[A block of data]
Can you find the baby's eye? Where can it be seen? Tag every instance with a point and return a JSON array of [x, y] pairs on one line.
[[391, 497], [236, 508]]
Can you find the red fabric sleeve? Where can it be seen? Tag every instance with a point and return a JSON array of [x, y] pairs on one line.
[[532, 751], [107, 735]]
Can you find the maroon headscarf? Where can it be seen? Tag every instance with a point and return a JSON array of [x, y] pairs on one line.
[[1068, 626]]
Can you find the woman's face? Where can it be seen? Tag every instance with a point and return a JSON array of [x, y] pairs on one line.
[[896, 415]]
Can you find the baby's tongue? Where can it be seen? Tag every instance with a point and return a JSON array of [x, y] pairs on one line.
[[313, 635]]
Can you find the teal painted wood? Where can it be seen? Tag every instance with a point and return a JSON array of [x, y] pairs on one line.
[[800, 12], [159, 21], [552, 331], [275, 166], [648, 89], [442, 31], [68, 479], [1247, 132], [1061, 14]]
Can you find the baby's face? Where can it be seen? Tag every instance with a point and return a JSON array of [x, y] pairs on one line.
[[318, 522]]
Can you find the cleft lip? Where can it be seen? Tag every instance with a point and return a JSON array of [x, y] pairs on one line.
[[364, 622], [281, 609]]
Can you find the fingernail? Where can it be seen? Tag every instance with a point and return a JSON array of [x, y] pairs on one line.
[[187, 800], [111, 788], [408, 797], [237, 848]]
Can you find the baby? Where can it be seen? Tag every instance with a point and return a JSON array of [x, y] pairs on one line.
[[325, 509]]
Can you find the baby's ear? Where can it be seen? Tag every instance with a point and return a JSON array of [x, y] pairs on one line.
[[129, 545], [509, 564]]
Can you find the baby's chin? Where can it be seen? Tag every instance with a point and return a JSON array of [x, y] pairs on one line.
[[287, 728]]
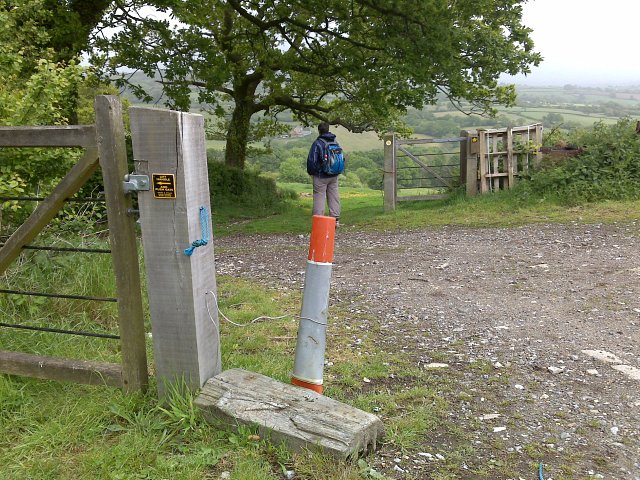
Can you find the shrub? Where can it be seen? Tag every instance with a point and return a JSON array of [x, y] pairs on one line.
[[247, 188], [607, 169]]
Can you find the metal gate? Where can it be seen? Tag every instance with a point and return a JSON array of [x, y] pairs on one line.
[[104, 146], [420, 169]]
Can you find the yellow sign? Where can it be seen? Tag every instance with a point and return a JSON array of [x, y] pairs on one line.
[[164, 185]]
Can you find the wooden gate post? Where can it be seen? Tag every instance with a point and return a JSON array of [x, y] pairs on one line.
[[124, 245], [389, 179], [469, 161], [170, 148]]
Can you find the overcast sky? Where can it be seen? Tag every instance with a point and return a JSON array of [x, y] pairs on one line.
[[584, 42]]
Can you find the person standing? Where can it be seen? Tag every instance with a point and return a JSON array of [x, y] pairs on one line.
[[325, 186]]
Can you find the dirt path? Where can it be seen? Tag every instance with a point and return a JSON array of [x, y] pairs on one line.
[[537, 326]]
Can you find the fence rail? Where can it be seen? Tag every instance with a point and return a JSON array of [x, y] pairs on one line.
[[104, 146]]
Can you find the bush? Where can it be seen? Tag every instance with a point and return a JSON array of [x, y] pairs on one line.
[[245, 188], [607, 169]]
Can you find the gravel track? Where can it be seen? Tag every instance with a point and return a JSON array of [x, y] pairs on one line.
[[552, 310]]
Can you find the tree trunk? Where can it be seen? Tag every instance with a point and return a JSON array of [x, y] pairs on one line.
[[238, 134]]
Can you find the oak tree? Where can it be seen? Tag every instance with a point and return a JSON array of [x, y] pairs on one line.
[[355, 63]]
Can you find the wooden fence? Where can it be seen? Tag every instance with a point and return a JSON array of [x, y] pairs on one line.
[[493, 159], [104, 146], [489, 160]]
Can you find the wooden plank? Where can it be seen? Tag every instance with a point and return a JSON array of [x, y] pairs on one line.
[[470, 160], [61, 369], [495, 161], [48, 136], [482, 160], [425, 166], [538, 140], [420, 141], [124, 245], [390, 174], [299, 418], [49, 208], [185, 338]]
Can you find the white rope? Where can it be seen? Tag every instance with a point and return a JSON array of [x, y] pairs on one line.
[[257, 319]]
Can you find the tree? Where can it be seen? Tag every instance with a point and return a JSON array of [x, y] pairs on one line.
[[358, 64]]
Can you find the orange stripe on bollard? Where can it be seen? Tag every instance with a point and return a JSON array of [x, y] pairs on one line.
[[310, 386], [323, 232]]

**Instructions to follow**
Retype the entries above, from the line containing "Can you find the baby?" through the line containing "[[129, 545], [509, 564]]", including both of those lines.

**Result of the exercise**
Can you find the baby? Where can it be seen? Tag every instance with a point and return a JSON array of [x, y] pairs on one line.
[[325, 509]]
Can you find the baby's ear? Where can it be seen? Tag every instance with a point and return a JSON array of [x, y] pairs on one line.
[[129, 545], [509, 564]]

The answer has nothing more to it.